-- SELECTED EXCERPT start --

|Publication number||US5956871 A|
|Application number||US 08/877,297|
|Publication date||Sep 28, 1999|
|Filing date||Jun 17, 1997|
|Priority date||May 25, 1994|
|Publication number||08877297, 877297, US 5956871 A, US 5956871A, US-A-5956871, US5956871 A, US5956871A|
|Inventors||David L. Korsen|
|Original Assignee||Korsen; David L.|
|Export Citation||BiBTeX, EndNote, RefMan|
|Patent Citations (42), Referenced by (60), Classifications (9), Legal Events (10)|
|External Links: USPTO, USPTO Assignment, Espacenet|
This is a continuation-in-part of U.S. application Ser. No. 08/548,610 filed Oct. 26, 1995 now U.S. Pat. No. 5,638,615, entitled SHOE SPIKE APPARATUS which is a C.I.P. of Ser. No. 08/289,270, filed May 25, 1994, U.S. Pat. No. 5,474,937.
This invention relates to spike apparatus for shoes and, more particularly, to interchangeable and readily removable and replaceable spikes/cleats for athletic shoes.
It is to be understood that use of the term "spikes" in the following description includes all types of gripping elements which may be used on shoes.
The desirability of cleats and spikes on shoes for superior traction has long been recognized, particularly in the athletic endeavors of runners, golfers, football players, soccer players, and the like. It is also highly desirable that individual spikes be readily removable and replaceable where the spike has become broken, deformed, or otherwise impaired and where other gripping elements are desired.
Typifying the present art in an attempt to provide such spikes or cleats are the two patents of Dassler et al, U.S. Pat. Nos. 4,633,600 and 4,644,672, as well as the patent of A. Hrivnak, U.S. Pat. No. 4,035,934. Dassler utilizes an elastic annular rib in a snap-lock arrangement and a screw-on type element to hold the gripping members to a shoe stud. The Hrivnak device utilizes a pair of spring members having shoulders which lock into a flange on the spike member to hold the spike in place.
Problems in the prior art include the loss of spikes which are screwed into place or constructed of elastic material; damage to the supporting sole where rotational stress is placed upon a non-rotatable spike; complicated and expensive spike retention members; time required to interchange spikes; and lateral movement of the spike members within sockets of studs, also causing loss or damage.
The shoe spike apparatus of the present invention overcomes the problems of the prior art in providing shoe attachment means provided with a spring retainer and a stabilizer shaft perpendicularly depending from the attachment means and a spike member having a section for mating with the spring retainer for locking the spike member to the socket. The circular rigid shaft is received within a mating opening in the spike member to prevent any lateral movement between the spike member and the socket and yet permit rotational movement of the spike member within the socket to eliminate rotational stress on the attachment means engagement with the sole of the shoe. Such construction allows removal of the spike member from the socket only in a unidirectional manner to ensure the locking integrity of the snap ring. All engagement members, other than the spring retainer, are inflexible for precision fit.
An additional embodiment of the invention has a non-rotatable spike member and cooperating socket assembly which locks the spike member and prevents both lateral movement as well as rotational movement of the spike member with respect to the shoe sole. This construction also allows removal of the spike member from the socket only in a unidirectional manner.

-- SELECTED EXCERPT end --
-- STORED DATA start --

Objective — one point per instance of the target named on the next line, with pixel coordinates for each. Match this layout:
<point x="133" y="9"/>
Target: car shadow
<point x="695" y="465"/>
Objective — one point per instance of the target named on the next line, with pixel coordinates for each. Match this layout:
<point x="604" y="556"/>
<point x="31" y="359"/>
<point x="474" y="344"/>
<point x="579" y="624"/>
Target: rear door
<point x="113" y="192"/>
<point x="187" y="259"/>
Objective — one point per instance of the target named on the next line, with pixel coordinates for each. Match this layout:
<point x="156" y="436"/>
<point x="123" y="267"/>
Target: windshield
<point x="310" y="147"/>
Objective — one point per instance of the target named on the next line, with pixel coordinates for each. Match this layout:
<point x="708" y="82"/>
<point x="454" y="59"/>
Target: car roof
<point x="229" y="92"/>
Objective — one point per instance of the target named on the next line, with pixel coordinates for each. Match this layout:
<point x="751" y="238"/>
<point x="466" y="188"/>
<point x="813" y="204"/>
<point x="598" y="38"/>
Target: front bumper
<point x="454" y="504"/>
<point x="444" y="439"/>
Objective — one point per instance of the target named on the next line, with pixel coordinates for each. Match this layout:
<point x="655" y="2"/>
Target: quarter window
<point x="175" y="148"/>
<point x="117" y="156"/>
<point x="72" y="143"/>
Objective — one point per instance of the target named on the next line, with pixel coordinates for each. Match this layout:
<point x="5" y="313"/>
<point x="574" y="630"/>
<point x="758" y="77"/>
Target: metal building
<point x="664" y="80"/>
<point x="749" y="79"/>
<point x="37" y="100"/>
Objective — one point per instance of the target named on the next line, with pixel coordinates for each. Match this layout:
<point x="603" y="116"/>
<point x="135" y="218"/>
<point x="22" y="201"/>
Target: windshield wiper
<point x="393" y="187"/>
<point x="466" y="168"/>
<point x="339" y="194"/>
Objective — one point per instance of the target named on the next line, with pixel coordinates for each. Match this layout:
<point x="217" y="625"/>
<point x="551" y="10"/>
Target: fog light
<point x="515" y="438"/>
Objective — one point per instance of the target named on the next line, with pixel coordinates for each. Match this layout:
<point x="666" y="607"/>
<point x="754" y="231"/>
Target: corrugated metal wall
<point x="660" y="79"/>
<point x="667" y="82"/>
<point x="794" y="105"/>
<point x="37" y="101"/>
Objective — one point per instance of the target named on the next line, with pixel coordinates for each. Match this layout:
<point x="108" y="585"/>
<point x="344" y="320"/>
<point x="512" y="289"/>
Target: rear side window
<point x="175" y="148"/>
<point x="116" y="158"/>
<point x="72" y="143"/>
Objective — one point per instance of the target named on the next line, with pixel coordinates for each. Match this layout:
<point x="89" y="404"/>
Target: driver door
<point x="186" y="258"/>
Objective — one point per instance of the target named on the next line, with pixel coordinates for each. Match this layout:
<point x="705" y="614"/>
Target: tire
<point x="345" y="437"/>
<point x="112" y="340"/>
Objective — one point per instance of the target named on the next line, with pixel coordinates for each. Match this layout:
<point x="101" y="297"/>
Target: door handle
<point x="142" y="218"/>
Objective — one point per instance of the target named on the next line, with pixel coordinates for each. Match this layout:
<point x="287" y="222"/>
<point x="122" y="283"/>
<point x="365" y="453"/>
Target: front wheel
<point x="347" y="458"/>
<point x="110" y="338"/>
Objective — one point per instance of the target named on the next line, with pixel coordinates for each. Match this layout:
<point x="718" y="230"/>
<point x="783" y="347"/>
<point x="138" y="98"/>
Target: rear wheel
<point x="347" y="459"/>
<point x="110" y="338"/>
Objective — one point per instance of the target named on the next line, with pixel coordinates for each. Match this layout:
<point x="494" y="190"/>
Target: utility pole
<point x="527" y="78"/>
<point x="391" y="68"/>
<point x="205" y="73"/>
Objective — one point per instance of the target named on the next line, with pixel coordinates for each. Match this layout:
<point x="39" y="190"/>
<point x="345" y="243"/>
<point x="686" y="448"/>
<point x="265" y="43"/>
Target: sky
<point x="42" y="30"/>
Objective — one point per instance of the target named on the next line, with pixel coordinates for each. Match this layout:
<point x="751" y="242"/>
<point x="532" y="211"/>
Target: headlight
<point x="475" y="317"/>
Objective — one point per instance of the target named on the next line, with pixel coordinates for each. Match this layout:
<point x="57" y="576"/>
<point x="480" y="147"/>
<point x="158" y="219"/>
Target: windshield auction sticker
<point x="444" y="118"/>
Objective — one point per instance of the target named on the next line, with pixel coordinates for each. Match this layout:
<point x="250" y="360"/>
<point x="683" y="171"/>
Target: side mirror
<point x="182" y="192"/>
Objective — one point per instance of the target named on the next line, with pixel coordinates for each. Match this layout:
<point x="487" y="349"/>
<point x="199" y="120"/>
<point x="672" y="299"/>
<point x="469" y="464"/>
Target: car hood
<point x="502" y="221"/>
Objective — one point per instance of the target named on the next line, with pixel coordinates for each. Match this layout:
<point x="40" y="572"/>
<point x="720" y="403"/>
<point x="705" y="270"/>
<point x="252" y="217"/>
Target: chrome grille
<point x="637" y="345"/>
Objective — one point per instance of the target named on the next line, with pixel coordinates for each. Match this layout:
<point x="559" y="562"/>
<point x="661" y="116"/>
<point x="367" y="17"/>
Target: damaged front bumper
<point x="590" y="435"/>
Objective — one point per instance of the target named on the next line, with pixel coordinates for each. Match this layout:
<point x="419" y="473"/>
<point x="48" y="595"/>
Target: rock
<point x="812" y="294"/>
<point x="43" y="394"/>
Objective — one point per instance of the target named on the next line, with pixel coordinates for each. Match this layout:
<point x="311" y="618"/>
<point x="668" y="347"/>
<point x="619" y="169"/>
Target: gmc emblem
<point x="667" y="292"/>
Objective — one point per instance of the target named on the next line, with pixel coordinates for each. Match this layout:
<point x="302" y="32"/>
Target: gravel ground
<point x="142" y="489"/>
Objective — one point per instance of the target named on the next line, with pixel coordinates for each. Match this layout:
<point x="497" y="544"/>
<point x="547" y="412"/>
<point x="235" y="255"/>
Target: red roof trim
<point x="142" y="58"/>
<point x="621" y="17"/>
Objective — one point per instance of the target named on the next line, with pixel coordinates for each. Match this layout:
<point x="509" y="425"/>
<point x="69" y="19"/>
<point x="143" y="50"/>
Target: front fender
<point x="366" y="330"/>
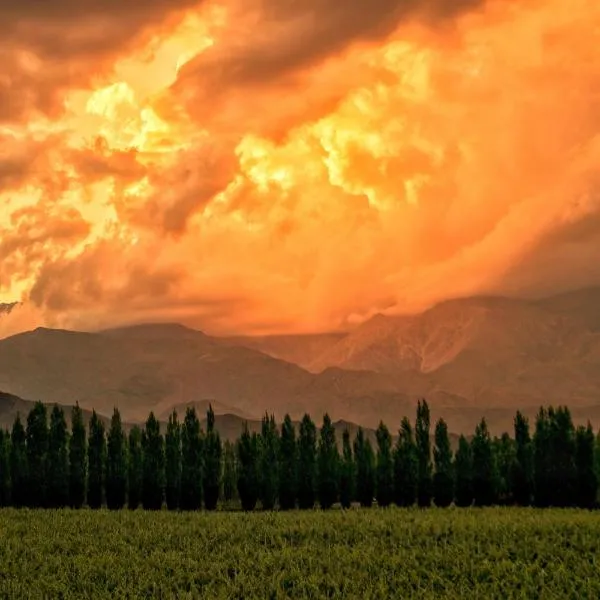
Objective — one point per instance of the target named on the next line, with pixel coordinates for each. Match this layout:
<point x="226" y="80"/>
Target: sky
<point x="268" y="166"/>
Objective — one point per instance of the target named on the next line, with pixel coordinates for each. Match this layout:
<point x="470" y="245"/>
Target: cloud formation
<point x="292" y="166"/>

-- STORED DATA end --

WORK INSTRUCTIONS
Rewrite the shoe spike patent from "It is to be" up to and including "elements are desired.", replacing "traction" with "grip".

THE OUTPUT
It is to be understood that use of the term "spikes" in the following description includes all types of gripping elements which may be used on shoes.
The desirability of cleats and spikes on shoes for superior grip has long been recognized, particularly in the athletic endeavors of runners, golfers, football players, soccer players, and the like. It is also highly desirable that individual spikes be readily removable and replaceable where the spike has become broken, deformed, or otherwise impaired and where other gripping elements are desired.